| Natural-language object grounding data |

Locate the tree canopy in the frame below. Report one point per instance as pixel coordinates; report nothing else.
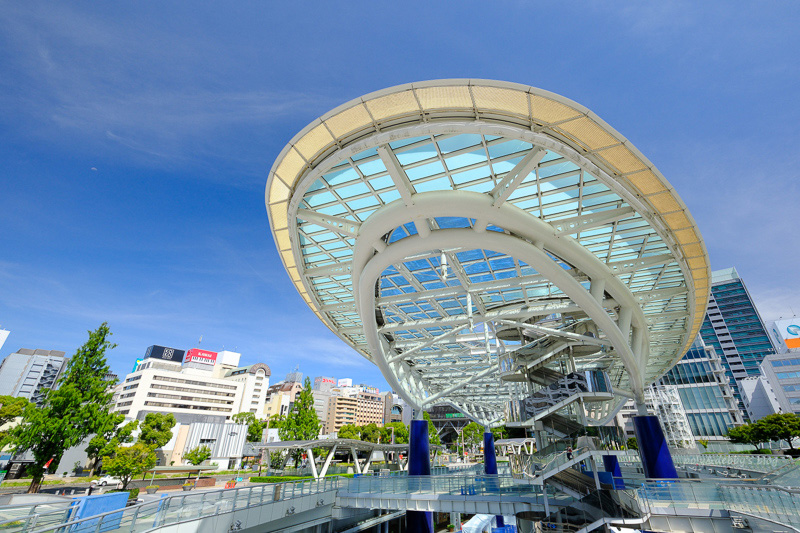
(400, 433)
(10, 409)
(775, 427)
(349, 431)
(472, 434)
(157, 429)
(302, 422)
(255, 426)
(109, 438)
(128, 462)
(77, 407)
(780, 426)
(197, 455)
(433, 435)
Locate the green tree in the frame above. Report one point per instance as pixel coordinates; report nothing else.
(499, 432)
(779, 426)
(275, 422)
(433, 435)
(400, 433)
(750, 434)
(302, 422)
(128, 462)
(76, 408)
(197, 455)
(370, 433)
(472, 434)
(10, 409)
(255, 427)
(109, 438)
(349, 431)
(157, 429)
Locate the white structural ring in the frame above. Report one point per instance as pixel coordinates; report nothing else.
(419, 221)
(470, 239)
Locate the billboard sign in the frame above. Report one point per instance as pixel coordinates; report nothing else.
(788, 332)
(164, 353)
(322, 383)
(196, 355)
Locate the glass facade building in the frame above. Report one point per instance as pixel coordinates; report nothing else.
(705, 392)
(733, 327)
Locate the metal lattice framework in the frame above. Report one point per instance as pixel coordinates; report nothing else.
(420, 220)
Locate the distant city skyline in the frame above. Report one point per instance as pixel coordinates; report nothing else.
(137, 139)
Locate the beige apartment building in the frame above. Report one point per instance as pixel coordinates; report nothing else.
(369, 409)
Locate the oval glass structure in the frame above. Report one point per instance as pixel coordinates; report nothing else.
(456, 232)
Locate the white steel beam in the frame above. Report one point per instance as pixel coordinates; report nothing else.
(343, 226)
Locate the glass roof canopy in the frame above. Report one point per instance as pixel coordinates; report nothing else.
(409, 169)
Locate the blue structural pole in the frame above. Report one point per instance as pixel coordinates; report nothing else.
(419, 464)
(611, 464)
(653, 449)
(490, 464)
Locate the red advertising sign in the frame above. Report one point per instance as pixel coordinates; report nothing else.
(196, 355)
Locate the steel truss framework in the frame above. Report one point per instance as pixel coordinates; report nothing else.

| Task brief |
Only an exact copy of the records counts as an answer. Leave out the images.

| Response |
Locate the tree canopy in the frame below. Report one point per instance as pixel coordinates; report nothing else.
(400, 433)
(10, 409)
(775, 427)
(349, 431)
(472, 434)
(157, 429)
(302, 422)
(255, 426)
(109, 438)
(128, 462)
(77, 407)
(780, 426)
(197, 455)
(433, 435)
Locate the green tree in the frame above. Report one point per instance as pixel coordinates; report nothing else.
(499, 432)
(779, 426)
(275, 422)
(433, 435)
(400, 433)
(750, 434)
(302, 422)
(128, 462)
(76, 408)
(197, 455)
(370, 433)
(472, 434)
(10, 409)
(255, 427)
(109, 438)
(349, 431)
(157, 429)
Locate the white structural ring in the frame above. Report one point per instance as pixel coordinates; report nothing else.
(419, 221)
(470, 239)
Locate the billboard sign in the frame above. Report one point per instance as pixel coordinates; report nothing else.
(788, 332)
(164, 353)
(322, 383)
(196, 355)
Locate the glass facade building in the frame above. Report one point per instance as pixel coordinates; report nothing else.
(705, 392)
(733, 327)
Locate the metal lattice framework in the frame above. Report one point per instance as pixel coordinates; report nothing else.
(420, 220)
Locate the distant city skyline in the frame above. Report one point per instance as pixel coordinates; report nothing else.
(137, 139)
Locate the beige apartment building in the frame above. Report one point per instance as pixel coordinates; report nothing else.
(369, 409)
Locate the oval glass structure in the frame above. Report one point per instance as pixel coordinates; report nothing else.
(456, 232)
Locate the white steel beam in the frame above. Report one point per instance as pixel coordinates; report nothing else.
(343, 226)
Locate the glass roof canopy in the frame above. Report one point per instance as pixel coordinates; report nothing else.
(409, 169)
Locate the blue structural pole in the frame above. Report one point per instance as pixel coordinates; report nothing else.
(419, 464)
(611, 464)
(653, 449)
(490, 464)
Locate the red advertising sign in the frame above. Report one point per instance as pixel coordinates; report nothing else.
(196, 355)
Locate the steel truss framework in the frame above. Report one point per instance as pixel coordinates; report nothing else.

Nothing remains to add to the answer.